YOUR ASSIGNMENT -> Between the line containing "Could you please point out the chimney" and the line containing "Could you please point out the window pane" lies a run of lines; give that run again exactly, with both of those lines, and nothing else from the entries below.

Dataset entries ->
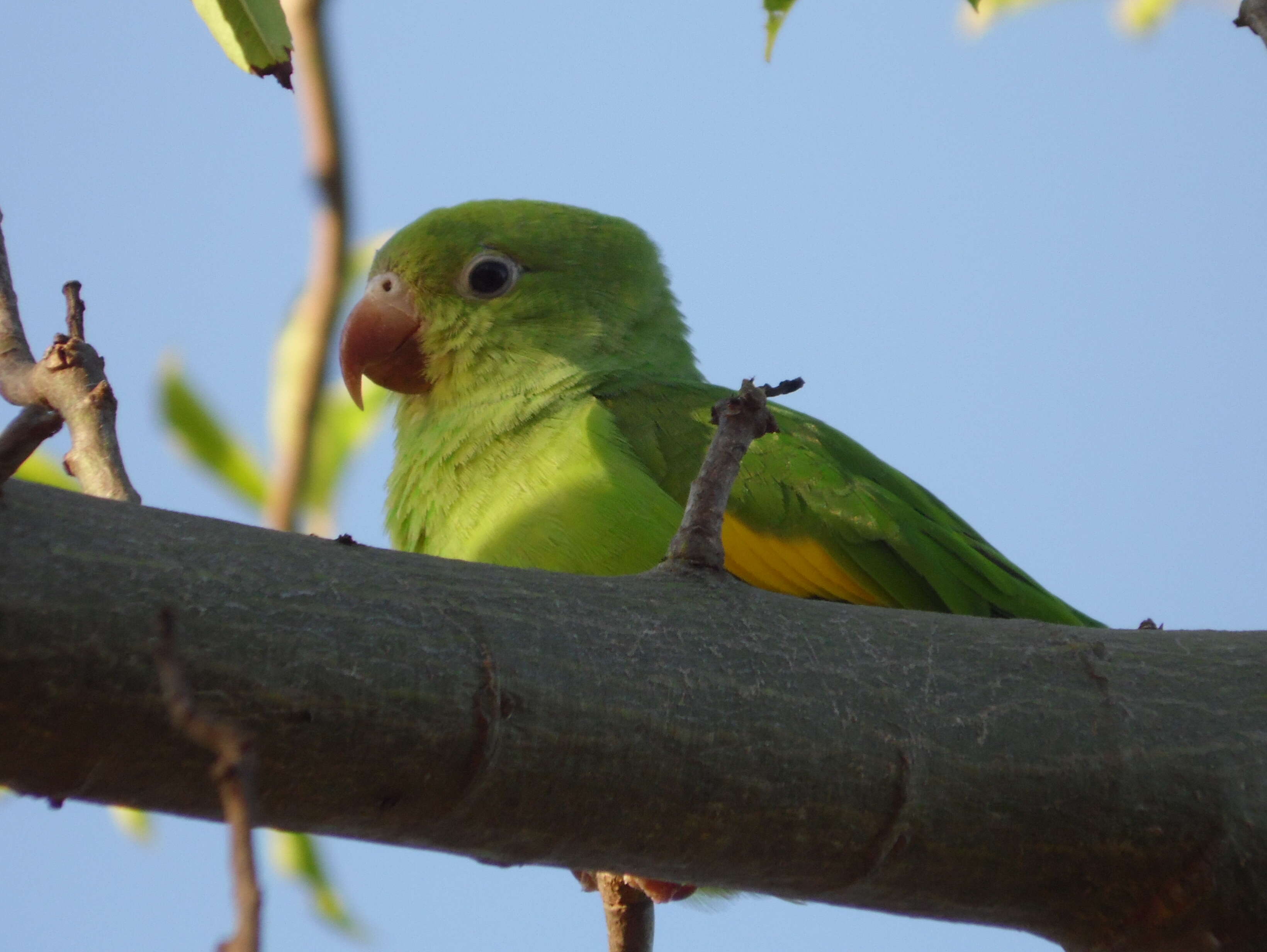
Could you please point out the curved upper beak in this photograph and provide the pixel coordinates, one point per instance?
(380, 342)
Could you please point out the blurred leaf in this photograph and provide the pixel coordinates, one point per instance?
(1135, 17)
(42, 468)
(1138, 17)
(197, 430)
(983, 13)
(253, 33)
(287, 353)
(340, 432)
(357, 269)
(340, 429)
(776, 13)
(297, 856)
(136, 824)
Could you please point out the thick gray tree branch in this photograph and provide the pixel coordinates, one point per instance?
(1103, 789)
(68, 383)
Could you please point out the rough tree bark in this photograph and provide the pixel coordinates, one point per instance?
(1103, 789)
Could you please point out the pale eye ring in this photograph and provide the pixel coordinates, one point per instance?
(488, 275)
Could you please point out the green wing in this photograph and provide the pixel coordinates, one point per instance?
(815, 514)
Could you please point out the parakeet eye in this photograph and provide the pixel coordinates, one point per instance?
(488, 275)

==

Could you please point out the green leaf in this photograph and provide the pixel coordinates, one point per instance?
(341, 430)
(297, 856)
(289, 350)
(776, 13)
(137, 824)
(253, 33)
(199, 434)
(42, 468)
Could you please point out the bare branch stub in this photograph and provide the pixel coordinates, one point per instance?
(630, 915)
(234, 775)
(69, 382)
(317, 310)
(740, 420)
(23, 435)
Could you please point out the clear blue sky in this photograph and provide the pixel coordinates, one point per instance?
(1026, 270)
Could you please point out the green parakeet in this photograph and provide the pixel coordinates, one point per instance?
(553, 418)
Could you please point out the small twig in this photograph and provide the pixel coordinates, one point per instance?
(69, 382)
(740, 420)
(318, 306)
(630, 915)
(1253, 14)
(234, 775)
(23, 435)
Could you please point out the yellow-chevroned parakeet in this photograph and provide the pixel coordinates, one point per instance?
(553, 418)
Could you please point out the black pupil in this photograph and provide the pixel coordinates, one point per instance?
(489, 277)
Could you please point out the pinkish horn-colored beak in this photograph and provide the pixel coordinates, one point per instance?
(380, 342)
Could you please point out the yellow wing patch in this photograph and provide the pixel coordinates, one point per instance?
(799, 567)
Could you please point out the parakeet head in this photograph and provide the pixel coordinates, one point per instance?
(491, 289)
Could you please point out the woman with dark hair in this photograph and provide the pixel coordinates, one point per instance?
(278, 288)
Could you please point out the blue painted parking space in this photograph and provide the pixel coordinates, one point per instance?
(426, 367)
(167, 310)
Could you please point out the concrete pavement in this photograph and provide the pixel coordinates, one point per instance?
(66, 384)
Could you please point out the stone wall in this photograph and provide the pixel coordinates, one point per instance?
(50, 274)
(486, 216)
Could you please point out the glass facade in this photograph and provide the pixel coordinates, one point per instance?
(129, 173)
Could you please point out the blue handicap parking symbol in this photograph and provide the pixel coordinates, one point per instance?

--

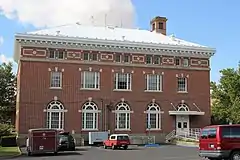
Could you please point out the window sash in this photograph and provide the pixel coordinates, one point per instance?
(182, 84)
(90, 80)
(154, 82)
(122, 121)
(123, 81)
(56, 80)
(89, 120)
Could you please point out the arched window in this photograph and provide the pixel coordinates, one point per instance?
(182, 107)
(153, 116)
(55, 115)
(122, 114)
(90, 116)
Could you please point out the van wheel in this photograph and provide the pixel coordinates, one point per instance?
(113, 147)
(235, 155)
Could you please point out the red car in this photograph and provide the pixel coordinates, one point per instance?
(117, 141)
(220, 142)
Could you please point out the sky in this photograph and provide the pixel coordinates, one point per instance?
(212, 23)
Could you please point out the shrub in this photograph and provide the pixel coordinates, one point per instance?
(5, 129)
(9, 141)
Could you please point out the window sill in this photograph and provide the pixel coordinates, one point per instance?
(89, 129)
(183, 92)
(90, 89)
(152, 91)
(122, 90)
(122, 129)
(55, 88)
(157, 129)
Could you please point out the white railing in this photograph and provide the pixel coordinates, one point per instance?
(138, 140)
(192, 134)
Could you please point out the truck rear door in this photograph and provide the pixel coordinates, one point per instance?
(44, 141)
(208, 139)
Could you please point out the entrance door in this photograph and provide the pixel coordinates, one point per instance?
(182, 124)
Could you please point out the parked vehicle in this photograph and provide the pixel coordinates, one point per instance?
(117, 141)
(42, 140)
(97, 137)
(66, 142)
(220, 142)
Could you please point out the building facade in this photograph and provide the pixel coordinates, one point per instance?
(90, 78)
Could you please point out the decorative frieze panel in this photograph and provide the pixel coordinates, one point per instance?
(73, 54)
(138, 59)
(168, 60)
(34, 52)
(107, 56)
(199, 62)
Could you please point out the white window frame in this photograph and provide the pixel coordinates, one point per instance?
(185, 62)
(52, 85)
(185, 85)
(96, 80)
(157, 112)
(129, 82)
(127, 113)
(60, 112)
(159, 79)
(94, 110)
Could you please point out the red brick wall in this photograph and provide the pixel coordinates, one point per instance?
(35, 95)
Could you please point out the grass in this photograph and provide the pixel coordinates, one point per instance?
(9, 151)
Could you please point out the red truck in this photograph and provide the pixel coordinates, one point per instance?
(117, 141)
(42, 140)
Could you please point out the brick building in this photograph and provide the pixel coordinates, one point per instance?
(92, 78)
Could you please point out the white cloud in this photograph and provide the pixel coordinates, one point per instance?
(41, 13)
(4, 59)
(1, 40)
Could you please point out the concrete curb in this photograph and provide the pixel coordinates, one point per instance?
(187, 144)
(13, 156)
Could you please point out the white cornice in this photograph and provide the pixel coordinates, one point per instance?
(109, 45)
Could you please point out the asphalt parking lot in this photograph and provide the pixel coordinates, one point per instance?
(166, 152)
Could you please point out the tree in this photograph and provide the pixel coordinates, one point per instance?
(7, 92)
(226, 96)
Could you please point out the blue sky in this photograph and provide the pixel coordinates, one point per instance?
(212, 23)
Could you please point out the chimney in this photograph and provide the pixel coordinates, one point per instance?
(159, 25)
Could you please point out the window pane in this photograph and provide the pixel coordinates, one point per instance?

OUTPUT FOR THIS TASK ->
Could you please point out the chimney in this photograph and provide the pixel coordinates, one point per instance?
(159, 25)
Could you please point out the window pane in this photograph and provide the pixel coordinates, one point per instance?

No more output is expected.